> _TO BE DONE_:
Render the material from the line with "For the benchmark, mark every instance of the white" up to and including the line with "Target: shadowed rock face" as a numbered list, omitting blank lines.

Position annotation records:
--- Start ---

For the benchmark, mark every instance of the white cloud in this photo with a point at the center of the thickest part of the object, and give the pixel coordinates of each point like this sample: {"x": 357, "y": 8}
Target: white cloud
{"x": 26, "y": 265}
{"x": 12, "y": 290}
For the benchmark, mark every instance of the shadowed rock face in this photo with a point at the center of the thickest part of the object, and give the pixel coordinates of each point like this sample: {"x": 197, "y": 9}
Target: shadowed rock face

--- End ---
--- Start ---

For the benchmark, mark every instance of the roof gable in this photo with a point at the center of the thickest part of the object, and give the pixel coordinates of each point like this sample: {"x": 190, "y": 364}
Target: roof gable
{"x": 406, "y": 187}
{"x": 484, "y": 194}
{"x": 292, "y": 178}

--- End ---
--- Start ---

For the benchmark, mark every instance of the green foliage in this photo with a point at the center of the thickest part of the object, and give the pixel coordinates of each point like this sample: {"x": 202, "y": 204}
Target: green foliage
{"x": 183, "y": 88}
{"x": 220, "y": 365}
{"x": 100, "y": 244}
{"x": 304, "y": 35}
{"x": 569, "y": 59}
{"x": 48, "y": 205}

--- End ---

> _FINISHED EXERCISE_:
1. For the benchmark, mark every instance of the white cloud in this photo with a point at the center of the thickest part of the object, and give the pixel coordinates of each point like this sample: {"x": 357, "y": 8}
2. Target: white cloud
3. {"x": 26, "y": 265}
4. {"x": 12, "y": 290}
5. For the benchmark, mark every instance of the shadowed rock face in this photo with a point at the center of the thickest part of the object, and give the pixel coordinates of each point like this sample: {"x": 197, "y": 9}
6. Target: shadowed rock face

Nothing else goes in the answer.